| Data rows |
....

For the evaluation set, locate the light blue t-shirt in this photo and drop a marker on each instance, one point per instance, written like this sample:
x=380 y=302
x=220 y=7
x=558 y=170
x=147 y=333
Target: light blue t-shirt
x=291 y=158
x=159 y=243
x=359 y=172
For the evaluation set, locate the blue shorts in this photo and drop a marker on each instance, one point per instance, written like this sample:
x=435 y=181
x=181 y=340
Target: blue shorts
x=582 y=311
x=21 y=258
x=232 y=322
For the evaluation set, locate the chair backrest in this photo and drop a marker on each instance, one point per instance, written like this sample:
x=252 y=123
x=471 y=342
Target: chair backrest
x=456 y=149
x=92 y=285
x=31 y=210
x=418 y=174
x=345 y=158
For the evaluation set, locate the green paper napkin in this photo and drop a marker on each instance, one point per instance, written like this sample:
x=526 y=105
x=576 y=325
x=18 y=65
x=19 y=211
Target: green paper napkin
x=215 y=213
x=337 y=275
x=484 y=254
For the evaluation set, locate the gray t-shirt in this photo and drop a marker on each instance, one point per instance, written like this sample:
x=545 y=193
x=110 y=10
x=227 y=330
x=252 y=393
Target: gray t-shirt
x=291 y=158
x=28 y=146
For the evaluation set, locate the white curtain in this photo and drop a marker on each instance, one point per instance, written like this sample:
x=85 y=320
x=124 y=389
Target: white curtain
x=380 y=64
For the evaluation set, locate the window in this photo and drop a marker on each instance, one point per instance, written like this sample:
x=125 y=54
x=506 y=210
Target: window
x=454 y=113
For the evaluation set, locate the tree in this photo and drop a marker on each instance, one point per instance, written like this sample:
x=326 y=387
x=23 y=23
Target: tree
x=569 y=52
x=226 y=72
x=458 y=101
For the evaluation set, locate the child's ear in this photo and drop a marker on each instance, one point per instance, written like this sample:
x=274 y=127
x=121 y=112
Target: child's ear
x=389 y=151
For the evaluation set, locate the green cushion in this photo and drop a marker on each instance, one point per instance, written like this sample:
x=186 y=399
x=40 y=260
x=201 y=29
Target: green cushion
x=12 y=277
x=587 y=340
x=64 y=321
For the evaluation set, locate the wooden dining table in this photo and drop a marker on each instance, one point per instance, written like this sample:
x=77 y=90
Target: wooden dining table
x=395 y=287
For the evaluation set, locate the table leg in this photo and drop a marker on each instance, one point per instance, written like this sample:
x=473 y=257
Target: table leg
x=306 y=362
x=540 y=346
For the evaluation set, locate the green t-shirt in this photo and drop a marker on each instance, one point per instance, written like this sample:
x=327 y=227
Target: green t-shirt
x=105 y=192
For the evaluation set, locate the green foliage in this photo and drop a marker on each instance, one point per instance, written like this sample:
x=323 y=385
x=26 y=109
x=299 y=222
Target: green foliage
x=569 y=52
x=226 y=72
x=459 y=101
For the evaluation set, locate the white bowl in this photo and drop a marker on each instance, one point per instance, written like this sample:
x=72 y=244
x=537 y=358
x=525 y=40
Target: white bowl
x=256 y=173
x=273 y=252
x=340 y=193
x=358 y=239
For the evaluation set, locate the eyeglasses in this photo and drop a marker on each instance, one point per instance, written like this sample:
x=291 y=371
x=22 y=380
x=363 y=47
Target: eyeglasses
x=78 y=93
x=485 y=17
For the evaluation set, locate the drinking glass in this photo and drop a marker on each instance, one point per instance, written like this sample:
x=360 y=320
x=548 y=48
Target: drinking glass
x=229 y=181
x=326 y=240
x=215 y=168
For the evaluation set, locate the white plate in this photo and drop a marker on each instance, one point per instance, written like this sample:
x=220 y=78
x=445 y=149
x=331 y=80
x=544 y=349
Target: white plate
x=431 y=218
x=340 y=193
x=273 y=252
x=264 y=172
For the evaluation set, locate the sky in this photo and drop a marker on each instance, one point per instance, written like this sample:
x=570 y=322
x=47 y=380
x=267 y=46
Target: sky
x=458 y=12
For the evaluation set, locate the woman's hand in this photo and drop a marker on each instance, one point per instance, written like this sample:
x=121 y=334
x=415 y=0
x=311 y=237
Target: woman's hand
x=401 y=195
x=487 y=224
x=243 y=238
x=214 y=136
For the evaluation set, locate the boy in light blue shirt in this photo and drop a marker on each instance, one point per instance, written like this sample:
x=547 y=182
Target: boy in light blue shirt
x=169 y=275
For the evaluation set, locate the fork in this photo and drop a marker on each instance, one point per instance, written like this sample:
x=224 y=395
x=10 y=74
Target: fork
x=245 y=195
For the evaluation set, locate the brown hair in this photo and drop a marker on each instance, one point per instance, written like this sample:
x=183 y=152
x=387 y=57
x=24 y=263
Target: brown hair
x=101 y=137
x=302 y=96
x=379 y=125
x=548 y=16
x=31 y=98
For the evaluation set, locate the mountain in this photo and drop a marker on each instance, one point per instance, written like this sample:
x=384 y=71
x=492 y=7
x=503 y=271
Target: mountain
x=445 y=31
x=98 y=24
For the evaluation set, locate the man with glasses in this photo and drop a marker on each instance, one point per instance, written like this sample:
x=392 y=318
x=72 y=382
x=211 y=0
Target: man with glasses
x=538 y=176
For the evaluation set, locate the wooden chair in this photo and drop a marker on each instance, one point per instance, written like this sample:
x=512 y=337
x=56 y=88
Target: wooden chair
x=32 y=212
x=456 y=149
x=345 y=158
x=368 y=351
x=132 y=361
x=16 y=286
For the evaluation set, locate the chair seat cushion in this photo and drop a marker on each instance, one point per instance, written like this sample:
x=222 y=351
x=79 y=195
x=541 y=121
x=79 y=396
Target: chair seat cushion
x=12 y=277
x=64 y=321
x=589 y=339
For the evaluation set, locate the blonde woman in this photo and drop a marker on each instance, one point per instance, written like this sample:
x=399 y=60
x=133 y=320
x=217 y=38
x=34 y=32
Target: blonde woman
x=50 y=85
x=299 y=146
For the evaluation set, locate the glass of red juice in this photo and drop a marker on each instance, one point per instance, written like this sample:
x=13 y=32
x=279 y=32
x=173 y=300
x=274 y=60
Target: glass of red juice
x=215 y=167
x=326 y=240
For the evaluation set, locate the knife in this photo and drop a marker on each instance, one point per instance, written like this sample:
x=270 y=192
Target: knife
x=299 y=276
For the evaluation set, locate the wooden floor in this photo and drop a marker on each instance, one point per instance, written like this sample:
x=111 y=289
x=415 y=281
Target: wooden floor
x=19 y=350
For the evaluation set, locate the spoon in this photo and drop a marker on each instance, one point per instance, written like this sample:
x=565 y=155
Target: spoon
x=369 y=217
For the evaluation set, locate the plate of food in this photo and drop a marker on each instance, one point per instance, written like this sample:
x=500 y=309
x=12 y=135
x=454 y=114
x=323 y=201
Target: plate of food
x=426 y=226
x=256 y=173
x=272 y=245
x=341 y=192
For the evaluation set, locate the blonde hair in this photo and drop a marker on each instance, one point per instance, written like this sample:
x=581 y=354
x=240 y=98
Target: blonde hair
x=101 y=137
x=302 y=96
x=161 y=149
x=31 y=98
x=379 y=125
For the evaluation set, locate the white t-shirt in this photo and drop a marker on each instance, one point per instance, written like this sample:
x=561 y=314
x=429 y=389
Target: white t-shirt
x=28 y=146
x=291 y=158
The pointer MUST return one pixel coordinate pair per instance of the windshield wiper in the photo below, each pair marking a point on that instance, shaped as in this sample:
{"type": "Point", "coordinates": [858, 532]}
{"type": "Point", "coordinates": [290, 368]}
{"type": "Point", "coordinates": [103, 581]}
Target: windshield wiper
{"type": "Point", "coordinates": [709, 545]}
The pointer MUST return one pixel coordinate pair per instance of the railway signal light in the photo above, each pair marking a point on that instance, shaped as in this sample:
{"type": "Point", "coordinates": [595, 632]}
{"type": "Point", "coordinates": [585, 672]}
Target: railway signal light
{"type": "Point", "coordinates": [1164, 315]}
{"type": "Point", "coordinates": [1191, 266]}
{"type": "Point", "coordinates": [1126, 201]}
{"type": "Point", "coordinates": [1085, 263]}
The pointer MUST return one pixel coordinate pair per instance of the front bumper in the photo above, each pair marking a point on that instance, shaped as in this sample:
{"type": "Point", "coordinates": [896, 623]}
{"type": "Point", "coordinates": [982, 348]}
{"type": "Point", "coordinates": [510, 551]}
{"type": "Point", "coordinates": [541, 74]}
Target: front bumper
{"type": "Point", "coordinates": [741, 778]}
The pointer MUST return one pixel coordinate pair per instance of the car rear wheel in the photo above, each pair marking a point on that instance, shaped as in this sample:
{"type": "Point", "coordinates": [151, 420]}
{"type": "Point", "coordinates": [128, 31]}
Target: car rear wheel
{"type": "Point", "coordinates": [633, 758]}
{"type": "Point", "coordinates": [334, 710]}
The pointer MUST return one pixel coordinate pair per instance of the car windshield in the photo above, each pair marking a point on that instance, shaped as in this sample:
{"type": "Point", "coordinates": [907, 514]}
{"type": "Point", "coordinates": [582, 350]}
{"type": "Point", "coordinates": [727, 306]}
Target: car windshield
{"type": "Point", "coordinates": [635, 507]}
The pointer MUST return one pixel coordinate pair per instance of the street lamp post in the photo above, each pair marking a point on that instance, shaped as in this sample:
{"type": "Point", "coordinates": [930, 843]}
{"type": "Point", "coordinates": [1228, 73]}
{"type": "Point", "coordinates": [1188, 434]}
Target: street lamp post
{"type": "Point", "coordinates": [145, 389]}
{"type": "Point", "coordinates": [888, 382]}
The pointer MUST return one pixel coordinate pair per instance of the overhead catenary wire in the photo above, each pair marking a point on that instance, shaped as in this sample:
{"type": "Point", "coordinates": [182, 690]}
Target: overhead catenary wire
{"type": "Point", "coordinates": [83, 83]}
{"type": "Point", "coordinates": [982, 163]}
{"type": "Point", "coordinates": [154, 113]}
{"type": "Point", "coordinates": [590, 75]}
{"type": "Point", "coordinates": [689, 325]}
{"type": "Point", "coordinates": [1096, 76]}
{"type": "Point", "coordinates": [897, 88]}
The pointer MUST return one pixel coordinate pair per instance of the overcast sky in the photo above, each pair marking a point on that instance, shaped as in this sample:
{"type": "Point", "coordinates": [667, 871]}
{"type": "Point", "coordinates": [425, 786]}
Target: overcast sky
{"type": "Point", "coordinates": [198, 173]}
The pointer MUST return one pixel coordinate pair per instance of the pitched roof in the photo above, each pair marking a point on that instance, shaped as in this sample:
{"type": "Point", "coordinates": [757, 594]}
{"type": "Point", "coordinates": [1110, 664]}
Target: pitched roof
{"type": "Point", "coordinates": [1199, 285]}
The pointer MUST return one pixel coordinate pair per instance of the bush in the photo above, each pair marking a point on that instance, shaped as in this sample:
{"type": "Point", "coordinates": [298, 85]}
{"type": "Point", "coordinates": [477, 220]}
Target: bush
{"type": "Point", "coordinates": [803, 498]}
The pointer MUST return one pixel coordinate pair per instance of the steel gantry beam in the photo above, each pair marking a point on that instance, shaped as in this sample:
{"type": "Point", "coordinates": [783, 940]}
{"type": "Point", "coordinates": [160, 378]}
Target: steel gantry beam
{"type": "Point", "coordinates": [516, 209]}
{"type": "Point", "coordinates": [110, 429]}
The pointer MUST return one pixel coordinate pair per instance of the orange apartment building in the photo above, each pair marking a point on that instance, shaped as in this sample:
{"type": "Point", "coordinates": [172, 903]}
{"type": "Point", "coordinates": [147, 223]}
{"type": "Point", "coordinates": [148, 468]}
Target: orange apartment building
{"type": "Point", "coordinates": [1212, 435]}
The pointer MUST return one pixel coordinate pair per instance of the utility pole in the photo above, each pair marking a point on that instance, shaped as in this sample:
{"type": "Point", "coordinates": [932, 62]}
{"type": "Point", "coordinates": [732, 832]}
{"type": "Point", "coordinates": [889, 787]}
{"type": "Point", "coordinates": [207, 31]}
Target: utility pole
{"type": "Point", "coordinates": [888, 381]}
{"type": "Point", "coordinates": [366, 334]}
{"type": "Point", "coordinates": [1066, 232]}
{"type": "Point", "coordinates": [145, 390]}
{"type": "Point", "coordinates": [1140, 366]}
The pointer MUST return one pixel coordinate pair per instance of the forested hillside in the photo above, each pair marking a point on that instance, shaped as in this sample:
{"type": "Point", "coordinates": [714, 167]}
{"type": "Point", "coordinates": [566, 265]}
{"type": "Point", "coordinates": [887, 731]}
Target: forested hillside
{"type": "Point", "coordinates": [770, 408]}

....

| Task instructions |
Reproduce the records verbatim, everything from the line containing "For the evaluation set, locate the green paper" down to the line containing "x=105 y=192", both included.

| Exercise output |
For the evaluation set, locate the green paper napkin in this photo and drop a marker on each instance, one point per instance, written like this sample:
x=526 y=105
x=576 y=325
x=18 y=65
x=19 y=211
Target: green paper napkin
x=215 y=213
x=337 y=275
x=484 y=254
For the evaluation set, locate the gray t-shirt in this photo and drop a marker on each instance, one point per instance, written like this sample:
x=545 y=193
x=110 y=10
x=227 y=330
x=252 y=393
Target: gray t-shirt
x=291 y=158
x=28 y=146
For the evaluation set, locate the white curtain in this photo and drop a marker on each instance, one point per instance, written like this sample:
x=85 y=320
x=124 y=389
Target: white curtain
x=380 y=64
For the evaluation set, locate the window in this photo and drop a marker on each instance, one point per instance, written like this sample:
x=125 y=54
x=506 y=210
Target: window
x=454 y=113
For the evaluation set, locate the tree in this photo and drop a marker on each instance, one point per instance, written like this sample:
x=326 y=387
x=23 y=23
Target: tree
x=569 y=52
x=226 y=72
x=458 y=101
For the evaluation set, locate the child's ear in this photo and drop a marker on each instance, one point per instance, written like this sample:
x=274 y=127
x=121 y=112
Target: child's ear
x=389 y=151
For the evaluation set, locate the green cushion in this photo and drop a marker on each instance, one point per instance, written like this sample:
x=186 y=399
x=40 y=260
x=201 y=29
Target: green cushion
x=12 y=277
x=587 y=340
x=64 y=321
For the evaluation set, locate the wooden dining table in this photo and drop a marker on each instance, one point per instance, written like this sample:
x=77 y=90
Target: wooden dining table
x=395 y=287
For the evaluation set, locate the table leg in this photo and drop a marker on each instance, one point per instance, written like this sample:
x=473 y=257
Target: table leg
x=306 y=362
x=540 y=346
For the evaluation set, locate the green t-shirt in this photo and drop a marker on each instance, one point per instance, written like this sample:
x=327 y=227
Target: green t-shirt
x=105 y=192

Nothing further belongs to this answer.